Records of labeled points
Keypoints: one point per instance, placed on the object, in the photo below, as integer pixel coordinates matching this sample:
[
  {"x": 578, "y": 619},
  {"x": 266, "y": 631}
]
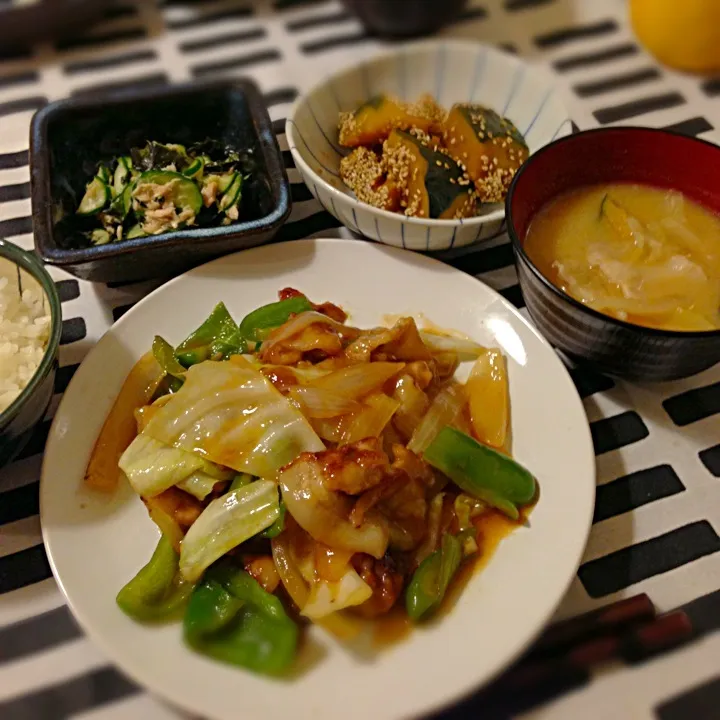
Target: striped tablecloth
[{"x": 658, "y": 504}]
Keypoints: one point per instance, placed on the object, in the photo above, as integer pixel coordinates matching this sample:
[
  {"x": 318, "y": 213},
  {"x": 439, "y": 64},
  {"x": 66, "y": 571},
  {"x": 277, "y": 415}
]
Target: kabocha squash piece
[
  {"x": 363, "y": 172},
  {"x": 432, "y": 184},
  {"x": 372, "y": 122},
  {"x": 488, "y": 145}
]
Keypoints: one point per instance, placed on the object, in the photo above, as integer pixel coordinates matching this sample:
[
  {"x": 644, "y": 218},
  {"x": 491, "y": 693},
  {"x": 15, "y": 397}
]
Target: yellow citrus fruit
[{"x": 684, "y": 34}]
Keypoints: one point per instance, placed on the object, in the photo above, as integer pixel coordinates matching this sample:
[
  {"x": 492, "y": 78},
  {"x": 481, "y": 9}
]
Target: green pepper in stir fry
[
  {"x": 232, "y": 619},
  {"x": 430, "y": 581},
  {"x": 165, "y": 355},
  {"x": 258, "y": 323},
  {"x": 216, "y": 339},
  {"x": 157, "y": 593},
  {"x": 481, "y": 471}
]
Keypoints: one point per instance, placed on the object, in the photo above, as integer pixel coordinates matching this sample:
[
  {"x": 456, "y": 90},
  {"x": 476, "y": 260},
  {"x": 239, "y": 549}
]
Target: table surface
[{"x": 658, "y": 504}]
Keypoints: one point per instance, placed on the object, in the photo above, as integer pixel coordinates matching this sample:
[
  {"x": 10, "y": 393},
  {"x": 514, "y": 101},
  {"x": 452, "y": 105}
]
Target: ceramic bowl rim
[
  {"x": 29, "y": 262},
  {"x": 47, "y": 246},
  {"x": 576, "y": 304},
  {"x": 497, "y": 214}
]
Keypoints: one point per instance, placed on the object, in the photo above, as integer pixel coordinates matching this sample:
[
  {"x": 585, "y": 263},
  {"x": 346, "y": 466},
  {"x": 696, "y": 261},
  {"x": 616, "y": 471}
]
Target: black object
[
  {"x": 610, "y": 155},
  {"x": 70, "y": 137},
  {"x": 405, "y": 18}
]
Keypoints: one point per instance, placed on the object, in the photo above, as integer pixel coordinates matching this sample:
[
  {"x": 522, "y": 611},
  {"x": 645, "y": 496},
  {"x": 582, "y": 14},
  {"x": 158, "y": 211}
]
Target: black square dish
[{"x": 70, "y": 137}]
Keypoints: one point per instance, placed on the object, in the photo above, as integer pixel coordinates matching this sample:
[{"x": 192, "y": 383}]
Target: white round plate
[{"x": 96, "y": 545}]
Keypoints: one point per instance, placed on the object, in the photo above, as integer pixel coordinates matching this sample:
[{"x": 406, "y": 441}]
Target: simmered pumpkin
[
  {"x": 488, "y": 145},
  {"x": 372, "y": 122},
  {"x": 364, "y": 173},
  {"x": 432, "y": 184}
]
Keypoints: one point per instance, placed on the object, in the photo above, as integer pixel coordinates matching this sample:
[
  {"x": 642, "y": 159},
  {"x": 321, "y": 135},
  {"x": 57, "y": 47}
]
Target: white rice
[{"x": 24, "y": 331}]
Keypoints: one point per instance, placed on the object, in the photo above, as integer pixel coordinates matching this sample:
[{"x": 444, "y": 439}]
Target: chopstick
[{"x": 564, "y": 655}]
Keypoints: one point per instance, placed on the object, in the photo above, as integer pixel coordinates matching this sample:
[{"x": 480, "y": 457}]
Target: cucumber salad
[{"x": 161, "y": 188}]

Exercise brief ▸ The records above must be transcribed exactly. Pictures are left out of the copy.

The output ▸
Keypoints: one point per instance, placed on the object, in the photo below, as integer pixel coordinates matching this sample:
[
  {"x": 578, "y": 619},
  {"x": 266, "y": 631}
]
Target: striped tablecloth
[{"x": 658, "y": 504}]
Keypoints: one point per instance, placed on the object, in the photo above, as integer pixel coordinates matching this sample:
[
  {"x": 318, "y": 213},
  {"x": 439, "y": 64},
  {"x": 66, "y": 571},
  {"x": 277, "y": 415}
]
Target: kabocha squash piece
[
  {"x": 363, "y": 172},
  {"x": 432, "y": 184},
  {"x": 372, "y": 122},
  {"x": 488, "y": 145}
]
Keypoints: one point per instance, placed on the object, in the photo above, as integer pixel coordinates matching this sample:
[
  {"x": 644, "y": 218},
  {"x": 491, "y": 693},
  {"x": 15, "y": 397}
]
Target: yellow citrus fruit
[{"x": 684, "y": 34}]
Keypoints: one point per instance, placed on the object, in the photo above, as integer pixel coordinates matching this sample:
[
  {"x": 492, "y": 78},
  {"x": 481, "y": 9}
]
Target: green pepper in stir fry
[
  {"x": 232, "y": 619},
  {"x": 430, "y": 581},
  {"x": 165, "y": 355},
  {"x": 258, "y": 323},
  {"x": 216, "y": 339},
  {"x": 157, "y": 593},
  {"x": 481, "y": 471}
]
Keypoints: one point per instance, placed on the object, in the photo above, as integer pixel coordinates matching this sample:
[
  {"x": 456, "y": 90},
  {"x": 476, "y": 260},
  {"x": 239, "y": 549}
]
Target: table surface
[{"x": 658, "y": 504}]
Keypoints: one point per instance, placed on the object, in the photo above, as integer pixel coordinates matching this sample:
[
  {"x": 10, "y": 393},
  {"x": 514, "y": 101},
  {"x": 452, "y": 105}
]
Target: ceramic bowl rim
[
  {"x": 29, "y": 262},
  {"x": 47, "y": 246},
  {"x": 576, "y": 304},
  {"x": 497, "y": 214}
]
Keypoints: one point per instance, placed on the object, in the photo above, as integer pixel coordinates matching this sample:
[
  {"x": 585, "y": 263},
  {"x": 346, "y": 466},
  {"x": 696, "y": 261},
  {"x": 616, "y": 471}
]
Target: black object
[
  {"x": 610, "y": 155},
  {"x": 70, "y": 137},
  {"x": 405, "y": 18}
]
Keypoints: one point per instance, placed on the object, in the photo above, as integer pixel coordinates matching this sample:
[
  {"x": 522, "y": 611},
  {"x": 645, "y": 496},
  {"x": 582, "y": 14},
  {"x": 158, "y": 211}
]
Target: black square dish
[{"x": 70, "y": 137}]
Keypoints: one point per instance, placed on the object, in the photo above, as integer pixel coordinates matching this sample:
[{"x": 192, "y": 383}]
Target: white round plate
[{"x": 96, "y": 545}]
Keypoints: one point per instance, placed on the object, in the photo above, as integer pixel coordinates matching this sample:
[{"x": 406, "y": 441}]
Target: simmered pumpkin
[
  {"x": 488, "y": 145},
  {"x": 372, "y": 122},
  {"x": 364, "y": 173},
  {"x": 432, "y": 184}
]
Keypoints: one point per instance, placed on the object, in the photo above, as integer pixel coordinates matching this sample:
[
  {"x": 642, "y": 159},
  {"x": 321, "y": 135},
  {"x": 57, "y": 47}
]
Target: white rice
[{"x": 24, "y": 331}]
Keypoints: one point per instance, placed on the object, in the photo above, as integer pixel coordinates matching this sample:
[{"x": 444, "y": 439}]
Target: chopstick
[{"x": 564, "y": 655}]
Keypoints: one point per instance, placed on the object, in the photo above, as integer pixel coordinates matching this sample:
[{"x": 480, "y": 457}]
Target: cucumber salad
[{"x": 161, "y": 188}]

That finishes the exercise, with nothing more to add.